## Data shown
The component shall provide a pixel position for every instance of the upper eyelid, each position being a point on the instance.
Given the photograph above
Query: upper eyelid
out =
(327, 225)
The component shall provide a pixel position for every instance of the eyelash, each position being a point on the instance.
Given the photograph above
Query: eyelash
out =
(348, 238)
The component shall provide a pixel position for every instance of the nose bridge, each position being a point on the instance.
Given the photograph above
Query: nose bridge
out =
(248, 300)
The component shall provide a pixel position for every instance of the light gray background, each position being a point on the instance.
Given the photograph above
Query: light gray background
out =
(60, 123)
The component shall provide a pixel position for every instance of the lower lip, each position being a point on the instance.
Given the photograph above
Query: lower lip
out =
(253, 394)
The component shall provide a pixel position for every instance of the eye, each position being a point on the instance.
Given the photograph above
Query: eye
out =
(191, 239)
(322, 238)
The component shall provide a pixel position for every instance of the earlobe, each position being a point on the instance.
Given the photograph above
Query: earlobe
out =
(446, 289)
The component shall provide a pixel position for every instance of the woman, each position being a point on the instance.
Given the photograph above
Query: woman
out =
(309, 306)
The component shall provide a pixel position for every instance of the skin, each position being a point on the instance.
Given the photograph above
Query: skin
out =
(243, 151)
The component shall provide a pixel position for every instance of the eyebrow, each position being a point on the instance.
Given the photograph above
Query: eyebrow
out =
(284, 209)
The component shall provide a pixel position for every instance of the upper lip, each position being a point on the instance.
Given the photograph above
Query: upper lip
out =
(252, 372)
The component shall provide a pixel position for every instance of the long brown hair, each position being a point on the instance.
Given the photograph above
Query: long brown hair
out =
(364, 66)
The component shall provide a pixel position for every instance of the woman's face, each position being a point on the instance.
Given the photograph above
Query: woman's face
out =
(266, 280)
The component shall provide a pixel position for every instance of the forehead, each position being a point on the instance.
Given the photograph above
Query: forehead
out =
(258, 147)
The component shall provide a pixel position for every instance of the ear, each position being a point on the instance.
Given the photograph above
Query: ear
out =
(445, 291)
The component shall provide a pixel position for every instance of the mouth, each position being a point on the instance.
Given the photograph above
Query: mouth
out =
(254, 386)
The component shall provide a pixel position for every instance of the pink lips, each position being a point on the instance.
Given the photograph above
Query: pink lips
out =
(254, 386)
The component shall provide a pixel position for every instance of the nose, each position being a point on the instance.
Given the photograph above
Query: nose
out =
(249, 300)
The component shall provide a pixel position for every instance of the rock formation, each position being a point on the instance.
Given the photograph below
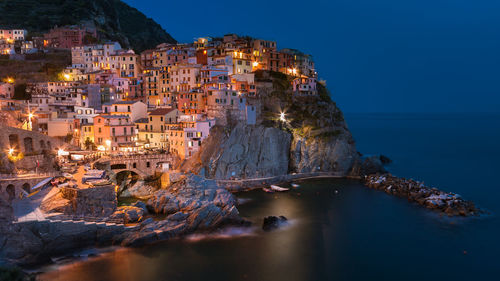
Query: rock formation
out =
(449, 203)
(192, 204)
(273, 222)
(94, 202)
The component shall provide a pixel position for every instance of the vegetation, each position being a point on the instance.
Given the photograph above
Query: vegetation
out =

## Exercise directions
Lines containing the word "hair" are to be located in the entries and copied.

## Solution to this task
The component shall provide a pixel position for every instance of the long brown hair, each position being a point on the instance.
Query: long brown hair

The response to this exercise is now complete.